_What is asked_
Your task is to give the data again, exactly, with every line intact.
-- BEGIN --
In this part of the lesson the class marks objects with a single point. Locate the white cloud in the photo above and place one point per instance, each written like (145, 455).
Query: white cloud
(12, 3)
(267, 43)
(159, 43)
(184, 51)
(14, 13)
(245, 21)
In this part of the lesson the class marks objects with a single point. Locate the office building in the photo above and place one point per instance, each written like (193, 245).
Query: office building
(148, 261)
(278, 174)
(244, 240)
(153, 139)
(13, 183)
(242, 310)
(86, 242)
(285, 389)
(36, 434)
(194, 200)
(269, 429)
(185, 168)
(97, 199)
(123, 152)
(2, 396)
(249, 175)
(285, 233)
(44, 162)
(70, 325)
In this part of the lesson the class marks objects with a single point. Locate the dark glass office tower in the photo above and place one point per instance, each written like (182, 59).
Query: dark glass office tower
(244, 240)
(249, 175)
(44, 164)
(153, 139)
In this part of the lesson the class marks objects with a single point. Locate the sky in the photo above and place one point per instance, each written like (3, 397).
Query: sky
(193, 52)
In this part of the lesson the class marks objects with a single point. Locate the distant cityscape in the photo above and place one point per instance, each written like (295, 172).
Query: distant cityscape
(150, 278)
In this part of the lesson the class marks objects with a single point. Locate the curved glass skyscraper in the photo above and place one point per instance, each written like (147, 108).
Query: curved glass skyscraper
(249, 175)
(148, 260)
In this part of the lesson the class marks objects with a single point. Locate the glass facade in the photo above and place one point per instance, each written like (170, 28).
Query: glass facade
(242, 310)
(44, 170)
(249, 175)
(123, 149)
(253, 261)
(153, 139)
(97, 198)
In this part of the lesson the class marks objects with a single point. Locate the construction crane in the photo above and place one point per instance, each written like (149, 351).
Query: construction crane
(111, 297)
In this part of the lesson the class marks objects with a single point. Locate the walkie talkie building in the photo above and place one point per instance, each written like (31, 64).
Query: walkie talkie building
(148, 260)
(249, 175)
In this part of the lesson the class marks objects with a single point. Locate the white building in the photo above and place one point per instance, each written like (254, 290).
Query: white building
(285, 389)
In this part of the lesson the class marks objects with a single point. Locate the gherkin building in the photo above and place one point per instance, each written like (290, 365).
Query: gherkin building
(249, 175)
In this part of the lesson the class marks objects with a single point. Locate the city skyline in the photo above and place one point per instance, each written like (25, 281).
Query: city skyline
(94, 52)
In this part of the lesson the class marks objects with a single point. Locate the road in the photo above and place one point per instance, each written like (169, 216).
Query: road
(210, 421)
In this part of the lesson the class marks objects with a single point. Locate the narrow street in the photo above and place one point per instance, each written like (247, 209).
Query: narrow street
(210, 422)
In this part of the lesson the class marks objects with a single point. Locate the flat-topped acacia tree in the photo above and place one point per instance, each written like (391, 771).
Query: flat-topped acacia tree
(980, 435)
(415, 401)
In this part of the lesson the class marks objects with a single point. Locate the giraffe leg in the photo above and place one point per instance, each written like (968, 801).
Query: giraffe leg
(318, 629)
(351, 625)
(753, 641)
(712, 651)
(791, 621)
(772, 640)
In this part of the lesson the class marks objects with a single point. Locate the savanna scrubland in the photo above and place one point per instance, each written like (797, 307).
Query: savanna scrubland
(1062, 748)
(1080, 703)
-- END --
_Solution_
In this part of the lesson the class marks objects with a single point. Locate the white cloud in the photo above and place one point per instance, each written like (145, 455).
Query: white cloud
(12, 3)
(267, 43)
(159, 43)
(184, 51)
(14, 13)
(245, 21)
In this part of the lesson the class marks objects with a single point. Locate the office building in the photo above and place one point per instance, each written like (193, 245).
Query: office building
(148, 261)
(278, 174)
(244, 240)
(153, 139)
(13, 183)
(242, 310)
(86, 242)
(285, 389)
(36, 434)
(194, 200)
(269, 429)
(185, 168)
(97, 199)
(123, 152)
(2, 396)
(249, 175)
(285, 233)
(44, 162)
(70, 325)
In this part of the lesson the class marks objects with a single point. Locate the dark glass office tower in the photo above and place one point per instance, each written like (182, 59).
Query: dark glass office tower
(244, 240)
(249, 175)
(44, 164)
(153, 139)
In this part of the lesson the class marks objects with a single point. Locate the sky in the photo above and place one point per instance, each written like (3, 397).
Query: sky
(193, 52)
In this part of the lesson the class marks objects with a single point. Locate the distant cityscape in the photo above and place one point per instance, each written like (295, 172).
Query: distant cityscape
(150, 278)
In this part of the lesson the class marks objects with a single point. Locate the curved glass skyscraper in the photo above and place one point per instance, each written like (147, 108).
Query: curved glass skyscraper
(249, 175)
(148, 260)
In this part of the lesson the class marks objects with a single point. Locate the glass facade in the photo above and place one point per instance, each written like (170, 28).
Query: glass facade
(242, 310)
(44, 170)
(249, 175)
(123, 149)
(253, 261)
(153, 139)
(97, 198)
In this part of the lesson the class marks objects with a single point. Locate the construction crane in the photo above and place one point per instance, each written like (149, 351).
Query: construction crane
(111, 297)
In this part of the lesson the class marks objects with a single point. Locate the walkie talkie building in the photo above and place one point per instance, each written like (31, 64).
Query: walkie talkie building
(148, 260)
(249, 175)
In this part of the lesson the class marks objects with a single point. Locate the white building in the photo above and place one point per instance, each written like (254, 290).
Query: white building
(285, 389)
In this part of the lesson the class marks objects with a single point. Locate the gherkin building in the photo above and place one point per instance, each written like (290, 365).
Query: gherkin building
(249, 175)
In this part of the lesson the class marks objects with a single point. Locate the city skyline in the photo above and place one point per instance, each written like (25, 281).
Query: city skyline
(94, 52)
In this part of the lesson the class marks objects with a single point. Locate the road in the photo above and place one point per instance, each written like (169, 216).
Query: road
(210, 421)
In this part of the lesson the class marks objects with a single point. Locate the narrow street in the photo above and place one point per instance, each written like (247, 209).
Query: narrow street
(210, 422)
In this part of the lesson the class marks objects with a single point. Locate the flat-topped acacia tree in the photo above and place one point per instance, each written like (391, 771).
Query: flat-topped acacia tree
(980, 435)
(415, 401)
In this part of the lesson the class marks objects with a single point. Locate the giraffe leg in the photo above and place one point per instance, each written like (968, 801).
Query: giraffe leg
(318, 629)
(351, 625)
(753, 641)
(712, 651)
(791, 621)
(772, 640)
In this part of the lesson the class marks objects with a single point. Locate the savanna scrubland in the photo above and place one point per instance, each written like (797, 307).
Query: savanna scrubland
(1062, 748)
(1080, 703)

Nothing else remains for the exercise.